Excerpts from the segmentation records
+ + + +

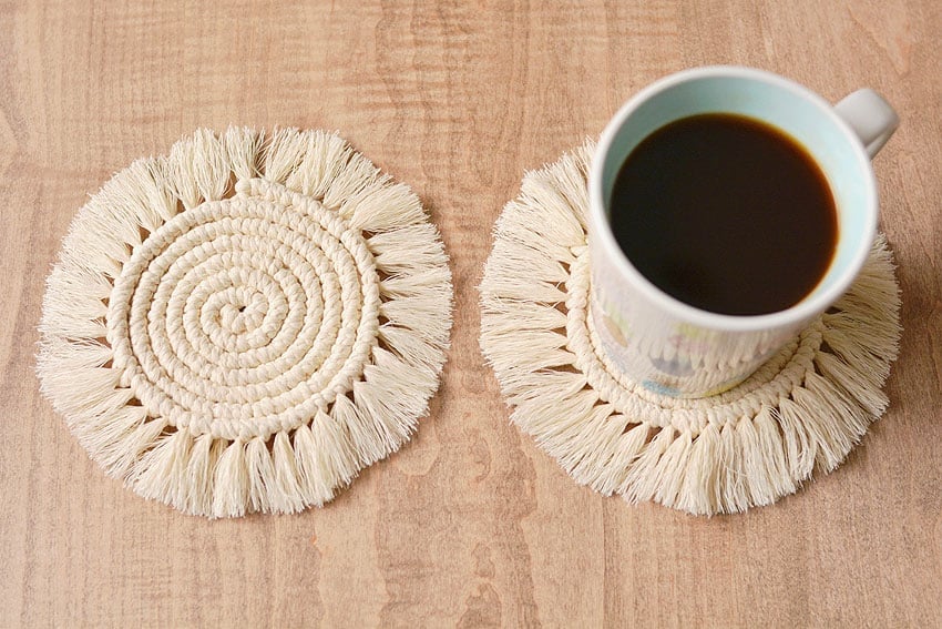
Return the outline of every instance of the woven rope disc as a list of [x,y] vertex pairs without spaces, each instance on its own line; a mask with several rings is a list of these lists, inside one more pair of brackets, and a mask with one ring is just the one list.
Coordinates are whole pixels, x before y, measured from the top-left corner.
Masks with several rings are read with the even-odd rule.
[[883,237],[848,293],[747,381],[661,395],[618,372],[592,325],[593,149],[528,173],[494,230],[481,346],[513,422],[580,484],[696,515],[768,505],[835,469],[888,404],[900,301]]
[[201,131],[117,173],[49,281],[42,388],[109,473],[211,517],[321,505],[427,412],[438,232],[319,131]]

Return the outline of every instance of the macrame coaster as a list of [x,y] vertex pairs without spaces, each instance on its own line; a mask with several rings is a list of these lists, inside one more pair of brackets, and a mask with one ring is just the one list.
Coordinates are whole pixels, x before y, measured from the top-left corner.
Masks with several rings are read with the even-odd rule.
[[835,469],[885,409],[899,287],[880,236],[850,291],[734,389],[658,395],[592,327],[586,173],[594,146],[529,173],[481,284],[481,346],[513,422],[576,481],[695,515],[743,511]]
[[337,135],[198,131],[79,211],[37,371],[141,496],[294,513],[408,440],[438,387],[451,294],[419,199]]

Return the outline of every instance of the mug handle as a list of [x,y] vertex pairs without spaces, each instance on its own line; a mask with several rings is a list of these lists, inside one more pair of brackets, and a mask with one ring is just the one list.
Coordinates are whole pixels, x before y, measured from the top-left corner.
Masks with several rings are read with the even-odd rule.
[[835,111],[857,133],[871,160],[900,125],[900,116],[890,103],[869,88],[844,97]]

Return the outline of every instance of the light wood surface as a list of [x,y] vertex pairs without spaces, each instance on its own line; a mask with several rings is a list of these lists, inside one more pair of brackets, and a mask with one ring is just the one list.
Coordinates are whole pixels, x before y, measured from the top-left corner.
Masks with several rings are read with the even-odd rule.
[[[942,3],[0,3],[0,625],[942,626]],[[902,126],[876,160],[903,290],[892,405],[798,495],[698,519],[576,486],[509,424],[475,286],[528,169],[686,67]],[[411,184],[457,288],[431,417],[324,509],[206,521],[105,477],[38,393],[43,278],[89,193],[197,126],[337,129]]]

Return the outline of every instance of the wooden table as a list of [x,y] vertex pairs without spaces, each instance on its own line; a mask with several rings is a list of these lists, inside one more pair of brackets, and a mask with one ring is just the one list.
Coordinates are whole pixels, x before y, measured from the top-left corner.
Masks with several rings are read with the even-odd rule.
[[[221,4],[0,7],[0,625],[942,625],[942,3]],[[510,425],[475,286],[525,170],[709,63],[895,105],[876,171],[905,332],[890,410],[843,467],[703,519],[578,487]],[[457,308],[412,443],[324,509],[206,521],[106,478],[32,371],[43,278],[86,195],[231,123],[338,129],[410,183]]]

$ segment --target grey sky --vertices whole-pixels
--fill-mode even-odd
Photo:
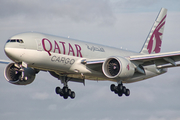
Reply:
[[[179,0],[1,0],[0,55],[14,34],[37,31],[139,51],[161,7],[168,9],[162,52],[179,50]],[[74,100],[55,94],[60,81],[40,72],[27,86],[8,83],[0,65],[2,120],[179,120],[180,68],[126,84],[130,97],[111,93],[111,82],[69,83]]]

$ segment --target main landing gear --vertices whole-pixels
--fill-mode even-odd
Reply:
[[[60,77],[60,80],[61,80],[62,84],[64,84],[64,87],[62,89],[60,87],[56,87],[56,89],[55,89],[56,94],[59,94],[64,99],[67,99],[68,97],[70,97],[71,99],[74,99],[75,92],[71,91],[71,89],[69,89],[68,85],[67,85],[68,77],[62,76],[62,77]]]
[[[115,94],[118,94],[119,97],[121,97],[123,94],[125,94],[126,96],[130,95],[130,90],[123,86],[122,82],[118,84],[118,86],[111,84],[110,89]]]

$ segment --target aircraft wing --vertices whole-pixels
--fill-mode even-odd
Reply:
[[[143,66],[156,64],[157,68],[180,66],[180,51],[130,56],[130,61]]]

+ + + +

Your objective: Reproduce every line of the records above word for word, omitting the pictures.

Response below:
Return the outline of every instance of the woven rope disc as a list of [x,y] vertex pairs without spaces, each instance on its own line; a mask with several rings is a list of these lists, inside one more pair of brackets, and a mask with one ring is just the one list.
Coordinates are whole pixels, x before y, measured from the top-left corner.
Masks with several rings are read with the even-odd rule.
[[883,237],[848,293],[747,381],[661,395],[618,372],[592,325],[593,149],[528,173],[494,230],[481,346],[513,422],[580,484],[696,515],[768,505],[835,469],[888,404],[900,301]]
[[201,131],[117,173],[49,281],[42,388],[109,473],[211,517],[321,505],[427,412],[438,232],[319,131]]

Return the outline of every instance of the macrame coaster as a list of [x,y] vertex pairs without spaces, each instance on its own line; a mask with several rings is a list of these lists, inside one more pair of brackets, and a mask with one ring is just the one list.
Coordinates are whole pixels, x before y, measured from the top-left corner.
Masks with several rings are read with the even-odd rule.
[[835,469],[885,409],[899,287],[880,236],[850,291],[734,389],[658,395],[592,327],[586,173],[594,146],[529,173],[481,284],[481,346],[513,422],[576,481],[695,515],[743,511]]
[[337,135],[198,131],[79,211],[37,371],[141,496],[294,513],[408,440],[438,387],[451,294],[419,199]]

Return the outline of every instance of the mug handle as a list of [x,y] vertex pairs without spaces, each instance on its own line; a mask with several rings is a list of these lists, inside one more pair of brackets, and a mask with one ring is just the one list.
Coordinates are whole pixels, x before y, measured from the top-left corner.
Masks with several rings are read with the even-odd rule.
[[835,111],[857,133],[871,160],[900,125],[900,116],[890,103],[869,88],[844,97]]

Return the outline of every instance of the light wood surface as a list of [x,y] vertex pairs without spaces, each instance on its own line; a mask with several rings is a list of these lists, inside one more pair of brackets, and a mask with one ring is just the one list.
Coordinates are whole pixels, x before y, measured from the top-left corner.
Masks with several rings are read with the even-odd rule.
[[[942,3],[0,3],[0,625],[942,626]],[[902,126],[876,160],[903,290],[892,405],[798,495],[698,519],[576,486],[509,424],[475,286],[528,169],[686,67]],[[411,184],[457,288],[431,417],[324,509],[206,521],[105,477],[38,393],[43,278],[89,193],[197,126],[337,129]]]

Return the outline of every instance of the wooden table as a list of [x,y] vertex pairs without spaces, each instance on its own line; a mask with several rings is a list of these lists, inside one more pair of brackets, and a mask with one ring is just the one list.
Coordinates are whole pixels, x before y, measured from the top-left corner.
Masks with several rings are read with the even-odd rule.
[[[221,4],[0,7],[0,625],[942,625],[942,3]],[[510,425],[475,286],[525,170],[709,63],[895,105],[876,171],[905,332],[890,410],[843,467],[703,519],[578,487]],[[457,308],[412,443],[324,509],[206,521],[106,478],[32,371],[43,278],[86,195],[231,123],[338,129],[410,183]]]

$ segment --target grey sky --vertices whole-pixels
--fill-mode even-odd
Photo:
Reply:
[[[179,0],[1,0],[0,55],[14,34],[37,31],[139,51],[161,7],[168,9],[162,52],[179,50]],[[74,100],[55,94],[60,81],[40,72],[27,86],[8,83],[0,65],[2,120],[179,120],[180,68],[126,84],[130,97],[111,93],[111,82],[69,83]]]

$ segment --target main landing gear --vertices whole-pixels
--fill-mode even-odd
Reply:
[[[60,77],[60,80],[61,80],[62,84],[64,84],[64,87],[62,89],[60,87],[56,87],[56,89],[55,89],[56,94],[59,94],[64,99],[67,99],[68,97],[70,97],[71,99],[74,99],[75,92],[71,91],[71,89],[69,89],[68,85],[67,85],[68,77],[62,76],[62,77]]]
[[[115,94],[118,94],[119,97],[121,97],[123,94],[125,94],[126,96],[130,95],[130,90],[123,86],[122,82],[118,84],[118,86],[111,84],[110,89]]]

$ segment --target aircraft wing --vertices whole-pixels
--fill-mode even-odd
Reply:
[[[143,66],[156,64],[157,68],[180,66],[180,51],[130,56],[130,61]]]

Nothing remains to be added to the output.